Stored items:
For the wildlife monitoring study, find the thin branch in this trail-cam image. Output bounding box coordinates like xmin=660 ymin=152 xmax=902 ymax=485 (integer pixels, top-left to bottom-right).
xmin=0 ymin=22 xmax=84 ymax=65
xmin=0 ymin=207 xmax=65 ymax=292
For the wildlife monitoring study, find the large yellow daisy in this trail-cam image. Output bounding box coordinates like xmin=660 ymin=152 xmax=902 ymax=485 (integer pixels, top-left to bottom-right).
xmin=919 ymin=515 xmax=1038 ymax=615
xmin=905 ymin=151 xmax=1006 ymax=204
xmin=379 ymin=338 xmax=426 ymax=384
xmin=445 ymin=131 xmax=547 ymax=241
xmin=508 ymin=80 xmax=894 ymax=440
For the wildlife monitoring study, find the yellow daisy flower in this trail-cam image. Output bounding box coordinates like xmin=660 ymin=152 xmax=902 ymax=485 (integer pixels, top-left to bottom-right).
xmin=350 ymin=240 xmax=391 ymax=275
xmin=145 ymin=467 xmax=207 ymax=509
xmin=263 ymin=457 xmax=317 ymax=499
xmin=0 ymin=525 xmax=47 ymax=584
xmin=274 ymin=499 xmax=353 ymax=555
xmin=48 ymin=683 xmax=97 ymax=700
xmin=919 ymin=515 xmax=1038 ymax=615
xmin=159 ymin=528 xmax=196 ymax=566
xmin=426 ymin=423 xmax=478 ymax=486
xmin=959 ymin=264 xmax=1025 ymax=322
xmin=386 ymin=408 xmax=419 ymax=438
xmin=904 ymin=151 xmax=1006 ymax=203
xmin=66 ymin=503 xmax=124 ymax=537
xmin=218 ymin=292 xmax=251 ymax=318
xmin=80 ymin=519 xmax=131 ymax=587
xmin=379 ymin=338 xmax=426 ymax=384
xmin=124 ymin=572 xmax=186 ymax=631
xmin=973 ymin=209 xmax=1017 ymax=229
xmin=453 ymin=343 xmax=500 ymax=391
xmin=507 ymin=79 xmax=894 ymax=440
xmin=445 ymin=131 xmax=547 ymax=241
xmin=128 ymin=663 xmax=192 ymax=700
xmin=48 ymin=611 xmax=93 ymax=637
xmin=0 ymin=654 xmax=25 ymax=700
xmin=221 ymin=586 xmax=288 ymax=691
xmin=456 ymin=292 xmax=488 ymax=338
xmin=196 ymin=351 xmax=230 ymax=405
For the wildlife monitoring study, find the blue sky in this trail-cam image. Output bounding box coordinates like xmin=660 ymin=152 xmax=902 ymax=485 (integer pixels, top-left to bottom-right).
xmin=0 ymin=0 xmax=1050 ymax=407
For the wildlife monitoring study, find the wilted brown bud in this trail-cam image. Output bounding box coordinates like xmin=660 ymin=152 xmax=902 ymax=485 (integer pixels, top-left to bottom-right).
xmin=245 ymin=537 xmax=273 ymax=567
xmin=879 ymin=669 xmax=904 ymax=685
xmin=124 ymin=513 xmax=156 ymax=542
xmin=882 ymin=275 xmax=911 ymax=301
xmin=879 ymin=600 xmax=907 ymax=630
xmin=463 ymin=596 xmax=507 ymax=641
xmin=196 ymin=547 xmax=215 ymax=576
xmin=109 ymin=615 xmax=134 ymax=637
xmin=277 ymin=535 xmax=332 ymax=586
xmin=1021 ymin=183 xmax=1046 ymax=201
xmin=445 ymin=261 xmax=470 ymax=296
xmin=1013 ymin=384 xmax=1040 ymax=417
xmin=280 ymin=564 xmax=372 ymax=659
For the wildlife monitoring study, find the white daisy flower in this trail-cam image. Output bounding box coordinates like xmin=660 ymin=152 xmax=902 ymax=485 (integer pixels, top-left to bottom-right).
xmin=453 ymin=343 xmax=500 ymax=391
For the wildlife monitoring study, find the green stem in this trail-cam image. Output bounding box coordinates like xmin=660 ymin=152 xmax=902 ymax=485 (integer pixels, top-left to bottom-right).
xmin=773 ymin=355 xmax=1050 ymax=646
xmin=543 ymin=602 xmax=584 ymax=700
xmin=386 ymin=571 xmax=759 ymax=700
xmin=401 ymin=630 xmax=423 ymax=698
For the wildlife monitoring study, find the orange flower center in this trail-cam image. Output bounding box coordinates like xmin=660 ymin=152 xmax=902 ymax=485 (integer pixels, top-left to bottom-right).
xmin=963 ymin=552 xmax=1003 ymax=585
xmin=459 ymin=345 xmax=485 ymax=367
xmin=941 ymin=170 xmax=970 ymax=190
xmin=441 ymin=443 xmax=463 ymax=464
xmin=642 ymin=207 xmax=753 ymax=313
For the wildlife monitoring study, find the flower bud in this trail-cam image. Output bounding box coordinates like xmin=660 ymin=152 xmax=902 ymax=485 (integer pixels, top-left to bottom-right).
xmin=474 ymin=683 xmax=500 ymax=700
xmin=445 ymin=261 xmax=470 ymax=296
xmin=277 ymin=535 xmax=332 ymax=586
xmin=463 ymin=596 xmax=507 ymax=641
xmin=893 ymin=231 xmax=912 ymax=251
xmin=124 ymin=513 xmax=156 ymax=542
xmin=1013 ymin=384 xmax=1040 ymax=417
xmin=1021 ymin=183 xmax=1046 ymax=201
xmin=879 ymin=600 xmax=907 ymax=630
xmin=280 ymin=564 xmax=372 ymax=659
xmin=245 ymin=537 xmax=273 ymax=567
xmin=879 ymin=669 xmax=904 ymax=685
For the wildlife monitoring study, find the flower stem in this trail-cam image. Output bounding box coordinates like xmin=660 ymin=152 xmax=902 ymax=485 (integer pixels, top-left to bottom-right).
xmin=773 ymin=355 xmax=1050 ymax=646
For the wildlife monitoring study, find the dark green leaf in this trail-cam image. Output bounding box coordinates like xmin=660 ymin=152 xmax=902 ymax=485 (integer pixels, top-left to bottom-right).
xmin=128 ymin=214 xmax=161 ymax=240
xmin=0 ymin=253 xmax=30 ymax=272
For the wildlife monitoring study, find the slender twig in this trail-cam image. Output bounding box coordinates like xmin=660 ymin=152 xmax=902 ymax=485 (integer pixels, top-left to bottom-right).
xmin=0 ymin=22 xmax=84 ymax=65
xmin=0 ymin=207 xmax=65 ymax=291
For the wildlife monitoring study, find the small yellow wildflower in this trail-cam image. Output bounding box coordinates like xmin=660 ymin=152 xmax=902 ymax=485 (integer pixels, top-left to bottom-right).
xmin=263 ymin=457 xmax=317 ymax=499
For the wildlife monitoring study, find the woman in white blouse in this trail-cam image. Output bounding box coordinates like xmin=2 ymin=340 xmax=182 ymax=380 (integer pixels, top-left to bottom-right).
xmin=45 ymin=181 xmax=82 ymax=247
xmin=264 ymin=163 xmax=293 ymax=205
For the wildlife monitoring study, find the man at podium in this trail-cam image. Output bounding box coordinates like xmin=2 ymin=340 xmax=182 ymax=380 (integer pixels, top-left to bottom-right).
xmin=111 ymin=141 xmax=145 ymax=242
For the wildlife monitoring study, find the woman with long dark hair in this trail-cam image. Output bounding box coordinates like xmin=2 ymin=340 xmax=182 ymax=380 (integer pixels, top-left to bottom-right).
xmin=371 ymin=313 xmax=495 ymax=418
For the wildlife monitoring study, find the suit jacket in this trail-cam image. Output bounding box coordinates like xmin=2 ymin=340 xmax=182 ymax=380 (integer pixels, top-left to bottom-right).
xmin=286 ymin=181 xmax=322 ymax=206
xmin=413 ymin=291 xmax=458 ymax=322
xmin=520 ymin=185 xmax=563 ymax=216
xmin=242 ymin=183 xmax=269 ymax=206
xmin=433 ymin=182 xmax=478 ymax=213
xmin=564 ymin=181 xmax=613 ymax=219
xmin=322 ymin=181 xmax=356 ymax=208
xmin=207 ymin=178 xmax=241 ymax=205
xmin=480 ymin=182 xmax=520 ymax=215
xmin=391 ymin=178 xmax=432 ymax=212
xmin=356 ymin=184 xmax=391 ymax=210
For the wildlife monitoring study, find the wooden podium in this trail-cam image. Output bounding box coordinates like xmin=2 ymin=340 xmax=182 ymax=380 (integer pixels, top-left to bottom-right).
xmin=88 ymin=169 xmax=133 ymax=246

Task requirements
Swap "long dark hair" for "short gray hair" in the stretch from "For the wildlife monitoring study, find the woman with" through "xmin=371 ymin=313 xmax=495 ymax=418". Write out only that stretch, with everything else unchanged.

Task result
For the wildlife monitoring study, find the woman with short gray hair in this trail-cam image. Output bounding box coordinates like xmin=2 ymin=340 xmax=182 ymax=380 (integer pixels, top-left to bottom-right).
xmin=371 ymin=313 xmax=495 ymax=418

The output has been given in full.